Passage provided:

------------------------------------------------

So 6 months ago we left the UK for Australia, and as you can imagine we had to declutter and be ruthless as we couldn't bring all of our things with us. We threw loads out and give loads away and now I'm starting to regret it 
What I'm regretting though is getting rid of most of our baby things. I had bags of baby clothes from my son, and piles of toys, a swing, a bouncer, a baby bath... I only kept a few things like my sons outfit he came home from hospital in and some baby grows and dresses of my daughters, teddies from when they were born etc. I kept their hospital tags and all that stuff that's too sacred to even bin, I'll probably be buried with them one day ha ha.
But it's really bothering me I threw all the baby things away or gave them to charity 
I couldn't sleep last night remembering all the things we got rid of. Even the Christmas pudding outfit I put our son in on his first Christmas
why did I get rid of it!! I feel so sick as I'll never have those things back. There's loads of clothes I wish I'd kept. I should've stored them at my parents or something. Argh!!

------------------------------------------------

Task directions:
In the post about moving from the UK to Australia, what outfit did the writer put their son in on his first Christmas? Please answer in a few words.

------------------------------------------------

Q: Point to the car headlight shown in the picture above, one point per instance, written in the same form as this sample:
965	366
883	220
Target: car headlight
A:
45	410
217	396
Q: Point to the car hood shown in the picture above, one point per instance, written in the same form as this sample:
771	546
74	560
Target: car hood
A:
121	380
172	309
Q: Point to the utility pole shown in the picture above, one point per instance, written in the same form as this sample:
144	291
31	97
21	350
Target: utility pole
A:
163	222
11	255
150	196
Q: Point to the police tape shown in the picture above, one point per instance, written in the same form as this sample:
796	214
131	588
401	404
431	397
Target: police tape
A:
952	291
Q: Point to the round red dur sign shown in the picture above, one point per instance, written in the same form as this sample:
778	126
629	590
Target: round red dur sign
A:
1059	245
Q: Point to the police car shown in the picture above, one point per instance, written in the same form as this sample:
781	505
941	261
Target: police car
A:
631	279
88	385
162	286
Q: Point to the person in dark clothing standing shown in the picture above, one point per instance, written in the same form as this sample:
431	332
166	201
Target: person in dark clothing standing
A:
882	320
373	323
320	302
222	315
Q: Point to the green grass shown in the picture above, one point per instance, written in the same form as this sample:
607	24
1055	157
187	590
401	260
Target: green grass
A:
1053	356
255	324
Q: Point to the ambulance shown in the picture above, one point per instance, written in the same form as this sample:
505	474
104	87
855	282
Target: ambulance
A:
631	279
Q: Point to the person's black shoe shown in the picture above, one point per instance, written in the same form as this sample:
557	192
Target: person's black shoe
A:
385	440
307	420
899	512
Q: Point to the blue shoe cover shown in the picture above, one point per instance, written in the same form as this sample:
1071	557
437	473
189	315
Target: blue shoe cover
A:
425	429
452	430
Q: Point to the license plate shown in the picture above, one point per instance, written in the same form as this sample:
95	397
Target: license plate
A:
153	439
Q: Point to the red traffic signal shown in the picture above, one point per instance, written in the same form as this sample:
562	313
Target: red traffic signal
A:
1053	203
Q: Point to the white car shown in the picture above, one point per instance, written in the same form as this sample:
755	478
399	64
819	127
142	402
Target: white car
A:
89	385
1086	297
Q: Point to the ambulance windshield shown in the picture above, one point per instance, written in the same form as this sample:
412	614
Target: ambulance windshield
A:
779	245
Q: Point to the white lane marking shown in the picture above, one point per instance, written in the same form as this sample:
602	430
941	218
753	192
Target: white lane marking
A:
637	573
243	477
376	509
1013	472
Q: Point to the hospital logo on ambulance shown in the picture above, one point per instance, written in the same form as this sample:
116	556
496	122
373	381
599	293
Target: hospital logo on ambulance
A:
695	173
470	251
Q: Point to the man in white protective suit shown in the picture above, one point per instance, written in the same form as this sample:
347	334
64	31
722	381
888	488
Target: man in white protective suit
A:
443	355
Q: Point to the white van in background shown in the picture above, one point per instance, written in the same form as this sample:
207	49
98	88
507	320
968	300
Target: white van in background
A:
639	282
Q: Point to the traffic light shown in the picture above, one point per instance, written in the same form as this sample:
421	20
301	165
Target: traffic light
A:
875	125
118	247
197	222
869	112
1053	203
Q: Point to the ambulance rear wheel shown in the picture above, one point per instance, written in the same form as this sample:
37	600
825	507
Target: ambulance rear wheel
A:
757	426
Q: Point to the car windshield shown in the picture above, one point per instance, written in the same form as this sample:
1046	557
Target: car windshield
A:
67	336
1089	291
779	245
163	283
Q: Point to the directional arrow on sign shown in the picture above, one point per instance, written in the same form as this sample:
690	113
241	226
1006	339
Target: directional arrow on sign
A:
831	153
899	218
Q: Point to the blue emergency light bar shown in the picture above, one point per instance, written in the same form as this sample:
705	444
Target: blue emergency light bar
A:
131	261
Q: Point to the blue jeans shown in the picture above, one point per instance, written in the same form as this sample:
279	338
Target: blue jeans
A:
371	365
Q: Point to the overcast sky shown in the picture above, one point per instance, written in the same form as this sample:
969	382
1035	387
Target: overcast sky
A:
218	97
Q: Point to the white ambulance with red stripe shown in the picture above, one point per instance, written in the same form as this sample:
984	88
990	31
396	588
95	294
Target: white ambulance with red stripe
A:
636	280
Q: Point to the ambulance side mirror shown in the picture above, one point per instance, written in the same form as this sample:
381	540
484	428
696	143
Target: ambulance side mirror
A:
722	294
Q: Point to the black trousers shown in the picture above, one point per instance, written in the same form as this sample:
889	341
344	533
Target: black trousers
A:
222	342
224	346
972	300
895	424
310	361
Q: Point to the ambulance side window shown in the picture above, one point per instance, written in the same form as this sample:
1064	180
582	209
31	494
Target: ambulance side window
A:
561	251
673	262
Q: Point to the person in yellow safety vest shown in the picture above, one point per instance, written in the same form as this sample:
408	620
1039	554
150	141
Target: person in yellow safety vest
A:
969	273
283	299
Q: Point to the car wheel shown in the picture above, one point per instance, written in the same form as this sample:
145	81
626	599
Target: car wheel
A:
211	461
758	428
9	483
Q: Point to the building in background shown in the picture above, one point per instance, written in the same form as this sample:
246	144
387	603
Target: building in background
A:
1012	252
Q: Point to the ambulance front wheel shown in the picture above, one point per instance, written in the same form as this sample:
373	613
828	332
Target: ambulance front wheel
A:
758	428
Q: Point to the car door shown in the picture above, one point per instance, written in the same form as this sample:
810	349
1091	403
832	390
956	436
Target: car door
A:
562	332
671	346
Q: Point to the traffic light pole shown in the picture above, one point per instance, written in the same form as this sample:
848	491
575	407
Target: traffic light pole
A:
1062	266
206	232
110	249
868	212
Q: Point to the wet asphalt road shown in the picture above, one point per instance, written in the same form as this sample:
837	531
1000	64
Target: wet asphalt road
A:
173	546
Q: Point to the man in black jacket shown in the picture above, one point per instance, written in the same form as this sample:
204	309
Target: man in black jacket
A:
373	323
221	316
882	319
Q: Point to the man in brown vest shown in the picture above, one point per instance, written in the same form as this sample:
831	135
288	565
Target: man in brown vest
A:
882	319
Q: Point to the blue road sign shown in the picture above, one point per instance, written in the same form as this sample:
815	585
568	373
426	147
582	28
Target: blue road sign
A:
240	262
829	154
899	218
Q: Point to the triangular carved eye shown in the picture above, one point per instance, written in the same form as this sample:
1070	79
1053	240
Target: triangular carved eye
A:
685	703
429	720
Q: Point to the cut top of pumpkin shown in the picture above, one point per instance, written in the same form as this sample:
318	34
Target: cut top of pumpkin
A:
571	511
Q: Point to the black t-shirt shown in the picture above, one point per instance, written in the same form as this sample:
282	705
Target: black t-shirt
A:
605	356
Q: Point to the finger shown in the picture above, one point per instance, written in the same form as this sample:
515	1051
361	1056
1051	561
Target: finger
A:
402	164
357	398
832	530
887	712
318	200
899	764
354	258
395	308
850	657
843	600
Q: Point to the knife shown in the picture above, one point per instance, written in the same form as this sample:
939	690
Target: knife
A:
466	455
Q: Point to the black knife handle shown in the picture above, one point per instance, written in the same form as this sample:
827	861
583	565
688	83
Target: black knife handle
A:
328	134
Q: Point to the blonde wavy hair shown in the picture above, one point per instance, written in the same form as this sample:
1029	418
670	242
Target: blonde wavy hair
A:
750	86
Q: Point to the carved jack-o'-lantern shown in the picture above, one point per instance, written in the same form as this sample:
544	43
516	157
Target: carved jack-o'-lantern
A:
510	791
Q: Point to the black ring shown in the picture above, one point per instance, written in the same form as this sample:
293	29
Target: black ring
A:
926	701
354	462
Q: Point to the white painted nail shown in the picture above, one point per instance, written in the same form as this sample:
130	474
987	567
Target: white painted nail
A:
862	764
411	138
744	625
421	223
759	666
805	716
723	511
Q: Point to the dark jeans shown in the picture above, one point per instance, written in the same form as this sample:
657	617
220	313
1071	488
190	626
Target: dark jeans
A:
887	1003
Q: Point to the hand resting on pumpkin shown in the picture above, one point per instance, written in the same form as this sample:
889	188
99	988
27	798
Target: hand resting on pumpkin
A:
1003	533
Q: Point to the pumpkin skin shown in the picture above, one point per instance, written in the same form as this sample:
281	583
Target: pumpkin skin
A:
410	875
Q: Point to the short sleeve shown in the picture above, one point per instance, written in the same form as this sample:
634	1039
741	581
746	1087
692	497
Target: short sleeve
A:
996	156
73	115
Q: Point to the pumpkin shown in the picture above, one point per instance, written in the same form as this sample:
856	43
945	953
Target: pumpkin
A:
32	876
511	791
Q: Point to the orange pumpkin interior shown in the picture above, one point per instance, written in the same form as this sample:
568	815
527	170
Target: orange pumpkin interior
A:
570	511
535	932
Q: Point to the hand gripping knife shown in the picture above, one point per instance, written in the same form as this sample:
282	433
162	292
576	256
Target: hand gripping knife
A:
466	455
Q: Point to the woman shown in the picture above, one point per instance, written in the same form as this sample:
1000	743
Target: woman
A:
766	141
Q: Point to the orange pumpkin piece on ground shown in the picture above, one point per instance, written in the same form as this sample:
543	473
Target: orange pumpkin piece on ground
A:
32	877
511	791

------------------------------------------------

Task response:
A Christmas pudding outfit.